In this exercise, the entries below include pictures. Repeat exactly the lines from the line with "Highlight postauto horn logo." to the line with "Highlight red zip-up jacket.", including both, but without the pictures.

Records drawn from a dataset:
──────────

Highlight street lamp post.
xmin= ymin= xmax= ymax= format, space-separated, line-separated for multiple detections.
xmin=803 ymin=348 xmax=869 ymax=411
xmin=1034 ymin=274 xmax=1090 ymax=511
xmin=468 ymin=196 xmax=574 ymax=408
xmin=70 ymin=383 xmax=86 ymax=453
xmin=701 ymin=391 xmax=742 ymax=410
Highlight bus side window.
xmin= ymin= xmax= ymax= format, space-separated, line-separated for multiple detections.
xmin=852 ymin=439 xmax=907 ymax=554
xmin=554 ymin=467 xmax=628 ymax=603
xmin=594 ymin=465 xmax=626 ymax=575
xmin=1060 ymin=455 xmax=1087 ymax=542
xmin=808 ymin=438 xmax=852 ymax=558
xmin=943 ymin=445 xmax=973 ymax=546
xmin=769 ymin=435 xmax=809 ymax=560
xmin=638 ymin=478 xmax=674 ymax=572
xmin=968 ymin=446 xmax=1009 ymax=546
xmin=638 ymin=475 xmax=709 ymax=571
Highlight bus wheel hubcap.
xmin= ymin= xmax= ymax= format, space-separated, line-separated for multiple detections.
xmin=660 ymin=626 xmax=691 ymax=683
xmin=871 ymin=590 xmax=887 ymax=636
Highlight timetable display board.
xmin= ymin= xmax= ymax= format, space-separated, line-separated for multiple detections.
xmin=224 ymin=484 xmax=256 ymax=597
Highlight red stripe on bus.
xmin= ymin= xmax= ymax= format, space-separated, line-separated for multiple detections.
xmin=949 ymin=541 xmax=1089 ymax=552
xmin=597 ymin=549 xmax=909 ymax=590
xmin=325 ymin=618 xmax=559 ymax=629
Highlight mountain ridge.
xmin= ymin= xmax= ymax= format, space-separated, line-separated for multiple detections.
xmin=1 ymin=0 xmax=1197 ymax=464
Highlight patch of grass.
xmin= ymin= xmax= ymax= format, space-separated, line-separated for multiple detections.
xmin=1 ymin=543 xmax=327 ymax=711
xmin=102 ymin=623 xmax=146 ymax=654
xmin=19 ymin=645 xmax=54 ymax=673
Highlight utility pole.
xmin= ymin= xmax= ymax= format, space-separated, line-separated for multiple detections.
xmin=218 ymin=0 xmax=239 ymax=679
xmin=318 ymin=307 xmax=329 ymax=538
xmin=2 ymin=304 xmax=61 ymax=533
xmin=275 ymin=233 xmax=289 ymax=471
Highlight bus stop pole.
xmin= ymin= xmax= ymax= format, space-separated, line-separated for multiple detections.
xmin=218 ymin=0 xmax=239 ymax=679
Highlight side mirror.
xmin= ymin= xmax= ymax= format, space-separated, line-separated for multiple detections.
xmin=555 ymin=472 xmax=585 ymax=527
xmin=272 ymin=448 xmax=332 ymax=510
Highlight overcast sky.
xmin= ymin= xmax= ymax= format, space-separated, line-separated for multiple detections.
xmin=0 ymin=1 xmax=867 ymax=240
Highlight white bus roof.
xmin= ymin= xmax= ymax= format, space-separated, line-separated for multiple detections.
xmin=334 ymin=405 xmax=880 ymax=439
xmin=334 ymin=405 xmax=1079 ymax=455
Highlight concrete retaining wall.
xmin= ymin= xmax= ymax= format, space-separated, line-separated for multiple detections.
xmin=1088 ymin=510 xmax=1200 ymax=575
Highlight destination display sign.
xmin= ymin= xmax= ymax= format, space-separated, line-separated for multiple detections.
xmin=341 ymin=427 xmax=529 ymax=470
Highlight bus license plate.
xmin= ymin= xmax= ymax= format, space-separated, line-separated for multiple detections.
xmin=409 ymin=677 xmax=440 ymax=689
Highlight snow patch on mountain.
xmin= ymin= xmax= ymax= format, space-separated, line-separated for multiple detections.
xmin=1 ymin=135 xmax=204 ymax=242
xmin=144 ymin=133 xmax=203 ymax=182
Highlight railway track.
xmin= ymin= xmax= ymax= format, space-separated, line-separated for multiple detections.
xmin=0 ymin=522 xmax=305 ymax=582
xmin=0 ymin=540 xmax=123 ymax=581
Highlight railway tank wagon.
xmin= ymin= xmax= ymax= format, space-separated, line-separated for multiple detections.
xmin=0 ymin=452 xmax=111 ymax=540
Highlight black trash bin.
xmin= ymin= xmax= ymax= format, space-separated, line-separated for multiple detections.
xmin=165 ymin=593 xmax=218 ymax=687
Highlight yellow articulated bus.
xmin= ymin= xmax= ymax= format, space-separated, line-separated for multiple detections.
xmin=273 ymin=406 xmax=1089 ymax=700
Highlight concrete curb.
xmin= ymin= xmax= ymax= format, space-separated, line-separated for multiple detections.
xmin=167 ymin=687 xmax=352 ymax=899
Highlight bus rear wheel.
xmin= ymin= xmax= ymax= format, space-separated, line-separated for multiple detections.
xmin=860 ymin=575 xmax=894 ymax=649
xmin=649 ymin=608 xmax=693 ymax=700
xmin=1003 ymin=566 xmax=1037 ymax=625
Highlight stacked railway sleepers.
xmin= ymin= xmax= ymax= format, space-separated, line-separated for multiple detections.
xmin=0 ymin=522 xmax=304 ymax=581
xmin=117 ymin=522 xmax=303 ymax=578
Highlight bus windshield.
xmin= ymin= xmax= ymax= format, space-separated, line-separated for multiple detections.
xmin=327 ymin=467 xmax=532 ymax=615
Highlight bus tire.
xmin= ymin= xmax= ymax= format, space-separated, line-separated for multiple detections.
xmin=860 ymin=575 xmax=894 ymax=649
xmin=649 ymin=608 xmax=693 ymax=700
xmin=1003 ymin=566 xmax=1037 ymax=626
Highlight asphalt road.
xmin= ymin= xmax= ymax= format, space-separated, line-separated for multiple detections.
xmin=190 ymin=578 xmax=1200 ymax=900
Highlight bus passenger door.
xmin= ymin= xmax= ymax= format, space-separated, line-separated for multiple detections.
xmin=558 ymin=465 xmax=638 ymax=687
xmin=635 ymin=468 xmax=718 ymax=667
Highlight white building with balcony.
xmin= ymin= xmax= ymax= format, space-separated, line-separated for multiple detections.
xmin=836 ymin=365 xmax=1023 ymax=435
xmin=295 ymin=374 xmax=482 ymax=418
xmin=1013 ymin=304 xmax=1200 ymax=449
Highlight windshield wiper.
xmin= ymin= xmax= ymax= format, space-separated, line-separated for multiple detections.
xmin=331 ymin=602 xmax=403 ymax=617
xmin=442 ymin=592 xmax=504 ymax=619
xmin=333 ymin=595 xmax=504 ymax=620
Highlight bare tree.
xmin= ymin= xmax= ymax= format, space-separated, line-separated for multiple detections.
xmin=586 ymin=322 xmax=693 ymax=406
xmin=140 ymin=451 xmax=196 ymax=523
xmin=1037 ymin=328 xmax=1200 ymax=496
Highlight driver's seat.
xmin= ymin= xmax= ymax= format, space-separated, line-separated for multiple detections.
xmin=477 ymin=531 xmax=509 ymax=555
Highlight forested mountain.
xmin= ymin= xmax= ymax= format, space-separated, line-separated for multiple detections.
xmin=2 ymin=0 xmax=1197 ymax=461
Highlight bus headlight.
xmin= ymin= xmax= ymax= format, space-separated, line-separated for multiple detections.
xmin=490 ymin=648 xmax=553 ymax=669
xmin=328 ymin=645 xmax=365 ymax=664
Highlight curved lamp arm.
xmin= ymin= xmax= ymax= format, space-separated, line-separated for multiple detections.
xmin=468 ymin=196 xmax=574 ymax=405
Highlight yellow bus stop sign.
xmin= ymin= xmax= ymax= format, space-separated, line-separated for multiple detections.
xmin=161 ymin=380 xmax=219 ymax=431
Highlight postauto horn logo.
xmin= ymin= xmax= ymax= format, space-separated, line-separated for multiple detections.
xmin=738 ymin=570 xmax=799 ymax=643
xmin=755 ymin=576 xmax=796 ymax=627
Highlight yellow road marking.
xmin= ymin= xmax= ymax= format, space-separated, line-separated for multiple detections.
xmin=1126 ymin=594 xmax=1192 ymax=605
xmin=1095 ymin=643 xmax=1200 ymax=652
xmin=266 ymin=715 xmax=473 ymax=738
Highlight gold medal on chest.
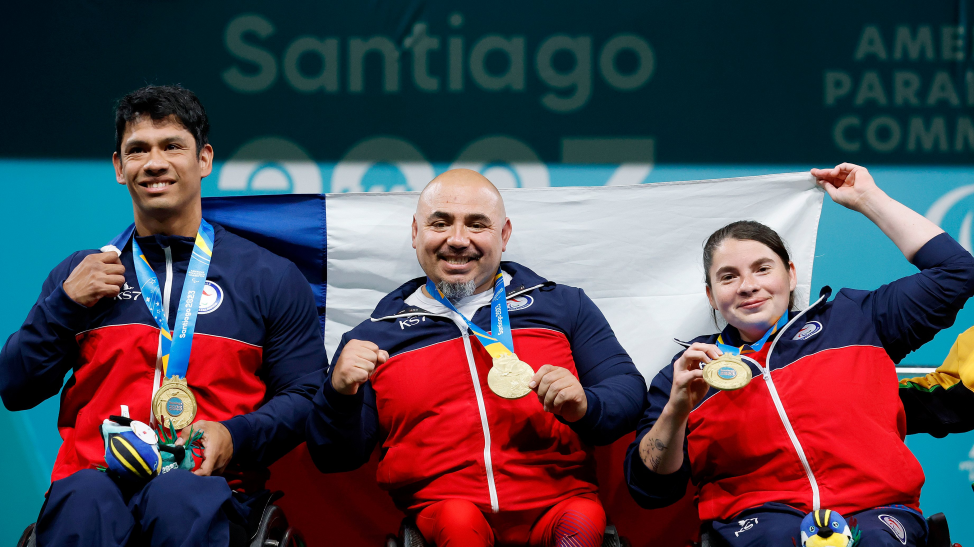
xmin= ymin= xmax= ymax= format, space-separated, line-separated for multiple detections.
xmin=487 ymin=353 xmax=535 ymax=399
xmin=702 ymin=354 xmax=752 ymax=391
xmin=151 ymin=375 xmax=198 ymax=430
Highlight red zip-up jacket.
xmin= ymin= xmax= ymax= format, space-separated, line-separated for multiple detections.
xmin=625 ymin=233 xmax=974 ymax=520
xmin=0 ymin=222 xmax=328 ymax=491
xmin=307 ymin=262 xmax=646 ymax=513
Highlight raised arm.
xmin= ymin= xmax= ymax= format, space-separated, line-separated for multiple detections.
xmin=811 ymin=163 xmax=943 ymax=261
xmin=816 ymin=164 xmax=974 ymax=361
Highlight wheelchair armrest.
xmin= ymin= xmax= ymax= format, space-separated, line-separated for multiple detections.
xmin=17 ymin=523 xmax=35 ymax=547
xmin=926 ymin=512 xmax=950 ymax=547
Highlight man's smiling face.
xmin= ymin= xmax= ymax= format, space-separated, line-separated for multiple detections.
xmin=412 ymin=169 xmax=512 ymax=297
xmin=113 ymin=115 xmax=212 ymax=227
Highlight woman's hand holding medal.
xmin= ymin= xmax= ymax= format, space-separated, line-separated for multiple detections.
xmin=331 ymin=339 xmax=389 ymax=396
xmin=529 ymin=365 xmax=588 ymax=422
xmin=668 ymin=343 xmax=721 ymax=419
xmin=637 ymin=343 xmax=720 ymax=476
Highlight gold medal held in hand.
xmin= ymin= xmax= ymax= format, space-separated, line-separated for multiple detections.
xmin=702 ymin=354 xmax=752 ymax=391
xmin=488 ymin=353 xmax=535 ymax=399
xmin=151 ymin=375 xmax=198 ymax=430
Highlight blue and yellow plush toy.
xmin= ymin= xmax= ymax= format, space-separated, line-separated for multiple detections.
xmin=99 ymin=415 xmax=202 ymax=483
xmin=800 ymin=509 xmax=859 ymax=547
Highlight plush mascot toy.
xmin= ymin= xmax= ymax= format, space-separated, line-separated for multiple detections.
xmin=800 ymin=509 xmax=859 ymax=547
xmin=99 ymin=415 xmax=202 ymax=483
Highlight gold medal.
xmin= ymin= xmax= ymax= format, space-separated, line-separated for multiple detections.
xmin=702 ymin=354 xmax=752 ymax=391
xmin=487 ymin=353 xmax=535 ymax=399
xmin=151 ymin=375 xmax=198 ymax=430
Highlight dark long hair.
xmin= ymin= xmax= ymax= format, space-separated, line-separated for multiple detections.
xmin=703 ymin=220 xmax=797 ymax=326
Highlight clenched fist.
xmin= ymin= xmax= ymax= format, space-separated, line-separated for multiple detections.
xmin=331 ymin=339 xmax=389 ymax=395
xmin=63 ymin=252 xmax=126 ymax=307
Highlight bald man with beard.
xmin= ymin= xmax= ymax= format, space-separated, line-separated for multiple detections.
xmin=307 ymin=170 xmax=646 ymax=546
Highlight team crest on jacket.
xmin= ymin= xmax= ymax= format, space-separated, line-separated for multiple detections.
xmin=507 ymin=295 xmax=534 ymax=311
xmin=793 ymin=321 xmax=822 ymax=341
xmin=879 ymin=514 xmax=908 ymax=545
xmin=197 ymin=281 xmax=224 ymax=314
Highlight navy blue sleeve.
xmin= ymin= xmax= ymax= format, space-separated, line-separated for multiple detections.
xmin=844 ymin=233 xmax=974 ymax=364
xmin=564 ymin=288 xmax=647 ymax=446
xmin=0 ymin=251 xmax=99 ymax=411
xmin=221 ymin=261 xmax=328 ymax=468
xmin=624 ymin=349 xmax=693 ymax=509
xmin=305 ymin=333 xmax=381 ymax=473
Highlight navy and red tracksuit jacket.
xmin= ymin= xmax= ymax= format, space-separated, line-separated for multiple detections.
xmin=306 ymin=262 xmax=646 ymax=514
xmin=0 ymin=221 xmax=328 ymax=491
xmin=625 ymin=232 xmax=974 ymax=521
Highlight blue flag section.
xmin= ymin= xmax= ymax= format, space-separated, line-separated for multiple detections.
xmin=202 ymin=195 xmax=328 ymax=332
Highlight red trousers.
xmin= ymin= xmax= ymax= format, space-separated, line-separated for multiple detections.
xmin=415 ymin=494 xmax=606 ymax=547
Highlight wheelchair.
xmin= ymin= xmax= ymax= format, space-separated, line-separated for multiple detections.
xmin=16 ymin=490 xmax=305 ymax=547
xmin=697 ymin=512 xmax=952 ymax=547
xmin=386 ymin=518 xmax=631 ymax=547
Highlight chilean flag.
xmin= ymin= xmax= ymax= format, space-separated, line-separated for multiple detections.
xmin=202 ymin=172 xmax=823 ymax=380
xmin=199 ymin=173 xmax=824 ymax=547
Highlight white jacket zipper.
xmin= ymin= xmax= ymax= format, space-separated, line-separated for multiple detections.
xmin=757 ymin=294 xmax=827 ymax=511
xmin=459 ymin=324 xmax=500 ymax=512
xmin=375 ymin=281 xmax=544 ymax=513
xmin=162 ymin=246 xmax=173 ymax=322
xmin=150 ymin=247 xmax=175 ymax=425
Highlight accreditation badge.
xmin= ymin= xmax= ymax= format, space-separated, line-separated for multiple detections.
xmin=487 ymin=353 xmax=535 ymax=399
xmin=702 ymin=354 xmax=752 ymax=391
xmin=151 ymin=376 xmax=198 ymax=430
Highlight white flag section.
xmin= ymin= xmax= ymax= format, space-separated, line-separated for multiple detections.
xmin=326 ymin=172 xmax=824 ymax=382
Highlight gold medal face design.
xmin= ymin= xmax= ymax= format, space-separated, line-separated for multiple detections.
xmin=702 ymin=354 xmax=752 ymax=391
xmin=488 ymin=353 xmax=535 ymax=399
xmin=151 ymin=376 xmax=198 ymax=430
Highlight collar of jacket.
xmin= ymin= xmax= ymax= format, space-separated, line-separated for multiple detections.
xmin=110 ymin=220 xmax=226 ymax=256
xmin=370 ymin=261 xmax=554 ymax=321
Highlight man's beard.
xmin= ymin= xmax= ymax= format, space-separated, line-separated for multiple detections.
xmin=437 ymin=279 xmax=477 ymax=302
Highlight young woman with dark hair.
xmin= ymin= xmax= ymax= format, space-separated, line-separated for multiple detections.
xmin=625 ymin=164 xmax=974 ymax=547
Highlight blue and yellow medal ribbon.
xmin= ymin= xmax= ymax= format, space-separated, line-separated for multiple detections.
xmin=716 ymin=312 xmax=788 ymax=356
xmin=425 ymin=269 xmax=515 ymax=359
xmin=127 ymin=220 xmax=215 ymax=380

──────────

**SOLUTION TO THIS PROBLEM**
Highlight postauto horn logo.
xmin= ymin= xmax= ymax= format, space-separated, line-separated for multiple detections.
xmin=738 ymin=570 xmax=799 ymax=643
xmin=755 ymin=576 xmax=796 ymax=627
Highlight yellow road marking.
xmin= ymin= xmax= ymax= format, space-separated, line-separated for multiple detections.
xmin=1126 ymin=594 xmax=1192 ymax=605
xmin=1095 ymin=643 xmax=1200 ymax=652
xmin=266 ymin=715 xmax=473 ymax=738
Highlight gold medal on chest.
xmin= ymin= xmax= ymax= format, space-separated, line-separated for multiple detections.
xmin=487 ymin=353 xmax=535 ymax=399
xmin=702 ymin=354 xmax=752 ymax=391
xmin=151 ymin=375 xmax=198 ymax=430
Highlight red zip-up jacket.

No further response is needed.